Word for word, repeat each record that follows.

[Collected data]
■ ■ ■ ■

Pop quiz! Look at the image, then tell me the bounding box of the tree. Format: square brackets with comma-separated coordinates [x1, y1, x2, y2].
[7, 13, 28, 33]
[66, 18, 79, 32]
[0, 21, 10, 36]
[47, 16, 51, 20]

■ ■ ■ ■

▶ **Worked solution**:
Pop quiz! Look at the image, then tell me the bounding box of the tree. Format: square brackets with comma-separated coordinates [x1, y1, x2, y2].
[7, 13, 28, 33]
[66, 18, 79, 32]
[0, 21, 10, 36]
[47, 16, 51, 20]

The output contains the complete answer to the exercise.